▶ [What to work on]: In the text on Nigerians and crypto, copy everything from "The first news" up to and including "thousands of Nigerians.", swapping "BTC" for "Bitcoin".

▶ [Source passage]:

A full belly doesn't understand the hungry's needs. (A Russian proverb)

These days I came across a bunch of remarkable news!

The first news was about Nigeria. It said people there are buying BTC "at a premium", namely -- for US$70K per BTC. I don't know why the Nigerians do it and how they do it, but I'd gladly sell them a chunk of my BTC stack at that price. Anyway, these statements tell quite a lot about Nigeria:

Cryptocurrencies have served as economic empowerment to millions of Nigerians using trading as a source of income and have become a hedge against a high inflation rate of over 15% in the country. ... There is a minimum of 100 startups in Nigeria that operate in the blockchain industry either as exchanges, educators, digital assets management firms, etc. They have all employed thousands of Nigerians.

A pretty big country with 200M people, a good climate, and a shitload of oil seeks rescue in crypto-trading (and blogging at Leofinance, I suppose?) You might think I'm blaming the Nigerians for something -- but I'm not. Actually, they do the same thing the US and EU have been doing for a long time. In other words, the Nigerians have got an opportunity to bake money pretty much the same way the US and EU are accused of. No wonder that they're so enthusiastic about it, and I can't blame the Nigerians for that.

Every now and when I think that when Grayscale or other "institution" buys some crypto -- there must be someone who sells it to them. Maybe that "someone" is a smart poor guy from Nigeria, Vietnam, the Philippines, etc. who sells the "digital assets" he's mined, traded, or jerked out of faucets to the US and EU folks for cash and then turns this cash into something useful, hopefully. Food, for example.

There will only be 21 million Bitcoin. What happens when 7.6 billion people realize that?

Some Mr. Dan Held said it on Twitter recently (I found it here).

Well, I think I have an answer: most of those 7.6 billion people will not give a fuck about it.

▶ [Dataset extract]:
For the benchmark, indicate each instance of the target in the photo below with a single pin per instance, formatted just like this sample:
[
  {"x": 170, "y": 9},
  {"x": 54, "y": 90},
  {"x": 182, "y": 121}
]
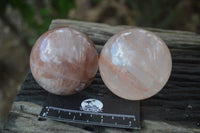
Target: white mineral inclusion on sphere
[
  {"x": 63, "y": 61},
  {"x": 135, "y": 64}
]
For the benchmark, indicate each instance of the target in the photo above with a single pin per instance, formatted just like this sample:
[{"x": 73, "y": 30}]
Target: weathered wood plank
[{"x": 174, "y": 109}]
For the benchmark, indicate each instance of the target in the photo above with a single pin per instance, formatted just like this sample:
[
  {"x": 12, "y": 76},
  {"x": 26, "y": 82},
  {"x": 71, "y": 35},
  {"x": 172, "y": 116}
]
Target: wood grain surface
[{"x": 175, "y": 109}]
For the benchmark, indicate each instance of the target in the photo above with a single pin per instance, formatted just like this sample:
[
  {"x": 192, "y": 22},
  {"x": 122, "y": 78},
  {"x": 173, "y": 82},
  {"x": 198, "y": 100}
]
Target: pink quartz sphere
[
  {"x": 135, "y": 64},
  {"x": 64, "y": 61}
]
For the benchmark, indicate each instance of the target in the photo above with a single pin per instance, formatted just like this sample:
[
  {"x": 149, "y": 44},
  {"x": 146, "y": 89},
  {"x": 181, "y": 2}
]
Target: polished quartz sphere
[
  {"x": 63, "y": 61},
  {"x": 135, "y": 64}
]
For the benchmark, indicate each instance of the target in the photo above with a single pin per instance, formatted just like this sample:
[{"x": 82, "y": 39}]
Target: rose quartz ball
[
  {"x": 63, "y": 61},
  {"x": 135, "y": 64}
]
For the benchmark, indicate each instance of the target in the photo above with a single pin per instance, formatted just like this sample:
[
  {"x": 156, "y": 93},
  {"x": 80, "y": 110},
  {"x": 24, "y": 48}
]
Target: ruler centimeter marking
[
  {"x": 90, "y": 113},
  {"x": 114, "y": 117}
]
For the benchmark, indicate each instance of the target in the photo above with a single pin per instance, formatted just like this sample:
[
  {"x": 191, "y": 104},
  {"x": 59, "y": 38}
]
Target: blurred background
[{"x": 23, "y": 21}]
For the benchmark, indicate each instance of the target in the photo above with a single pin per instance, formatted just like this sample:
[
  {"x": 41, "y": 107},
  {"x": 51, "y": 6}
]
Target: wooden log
[{"x": 174, "y": 109}]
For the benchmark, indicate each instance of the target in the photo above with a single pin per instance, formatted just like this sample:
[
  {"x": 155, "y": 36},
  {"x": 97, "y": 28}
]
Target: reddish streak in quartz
[
  {"x": 135, "y": 64},
  {"x": 64, "y": 61}
]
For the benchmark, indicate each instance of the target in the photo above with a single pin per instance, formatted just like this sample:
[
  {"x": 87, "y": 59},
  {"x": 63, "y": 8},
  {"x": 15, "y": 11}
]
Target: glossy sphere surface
[
  {"x": 64, "y": 61},
  {"x": 135, "y": 64}
]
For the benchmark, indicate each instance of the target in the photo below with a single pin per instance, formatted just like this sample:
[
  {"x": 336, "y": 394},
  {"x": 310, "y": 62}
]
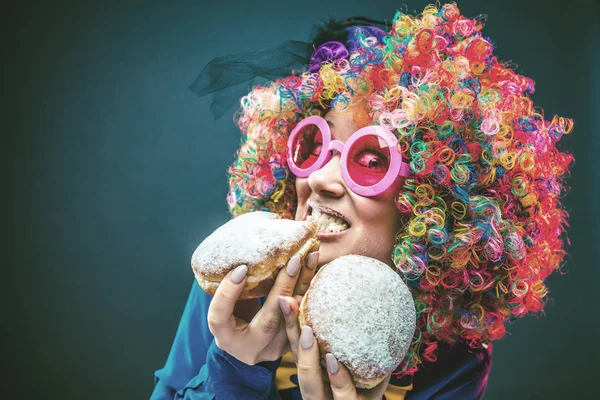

▶ [Final answer]:
The first news was about Nigeria. It said people there are buying Bitcoin "at a premium", namely -- for US$70K per Bitcoin. I don't know why the Nigerians do it and how they do it, but I'd gladly sell them a chunk of my Bitcoin stack at that price. Anyway, these statements tell quite a lot about Nigeria:

Cryptocurrencies have served as economic empowerment to millions of Nigerians using trading as a source of income and have become a hedge against a high inflation rate of over 15% in the country. ... There is a minimum of 100 startups in Nigeria that operate in the blockchain industry either as exchanges, educators, digital assets management firms, etc. They have all employed thousands of Nigerians.